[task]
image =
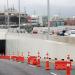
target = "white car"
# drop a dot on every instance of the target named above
(70, 33)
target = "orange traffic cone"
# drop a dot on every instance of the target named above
(28, 57)
(38, 59)
(47, 65)
(68, 57)
(68, 70)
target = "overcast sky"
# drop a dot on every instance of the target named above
(39, 7)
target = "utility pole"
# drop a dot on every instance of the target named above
(48, 16)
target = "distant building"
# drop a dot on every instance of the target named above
(33, 20)
(13, 17)
(56, 21)
(70, 21)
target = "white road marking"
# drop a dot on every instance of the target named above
(53, 73)
(31, 65)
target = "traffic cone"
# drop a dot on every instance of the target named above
(68, 70)
(28, 57)
(47, 65)
(68, 57)
(38, 61)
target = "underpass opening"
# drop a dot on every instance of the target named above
(2, 47)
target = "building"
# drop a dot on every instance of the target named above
(69, 21)
(13, 17)
(56, 21)
(33, 20)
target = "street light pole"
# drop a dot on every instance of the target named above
(8, 14)
(19, 14)
(48, 16)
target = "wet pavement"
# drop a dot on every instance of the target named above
(9, 67)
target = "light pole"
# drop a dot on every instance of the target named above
(7, 14)
(48, 16)
(19, 14)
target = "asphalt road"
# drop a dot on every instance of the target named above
(16, 68)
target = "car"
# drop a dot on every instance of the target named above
(70, 33)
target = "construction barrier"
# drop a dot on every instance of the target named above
(68, 69)
(20, 59)
(13, 57)
(62, 65)
(47, 64)
(32, 60)
(5, 57)
(38, 60)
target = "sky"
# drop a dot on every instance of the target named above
(39, 7)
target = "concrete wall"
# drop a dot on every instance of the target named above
(23, 43)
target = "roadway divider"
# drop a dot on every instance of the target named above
(4, 57)
(47, 64)
(62, 65)
(20, 59)
(32, 60)
(38, 60)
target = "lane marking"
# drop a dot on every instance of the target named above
(31, 65)
(53, 73)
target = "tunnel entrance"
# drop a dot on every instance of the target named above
(2, 47)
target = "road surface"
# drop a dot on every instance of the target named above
(8, 67)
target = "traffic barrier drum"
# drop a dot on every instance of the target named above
(20, 59)
(32, 60)
(62, 65)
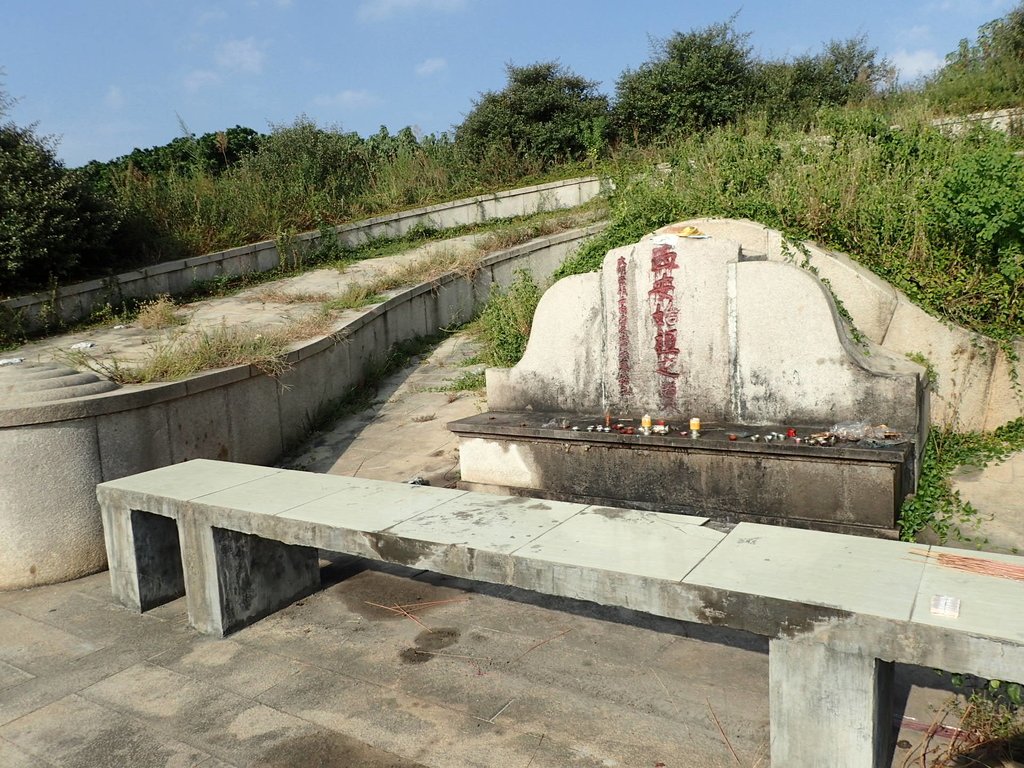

_TASK REQUIREMENTS_
From the records above, copy each line where the word "pole" can be found.

_REPLY TO THE TASK_
target = "utility pole"
target = "street light pole"
target = "light pole"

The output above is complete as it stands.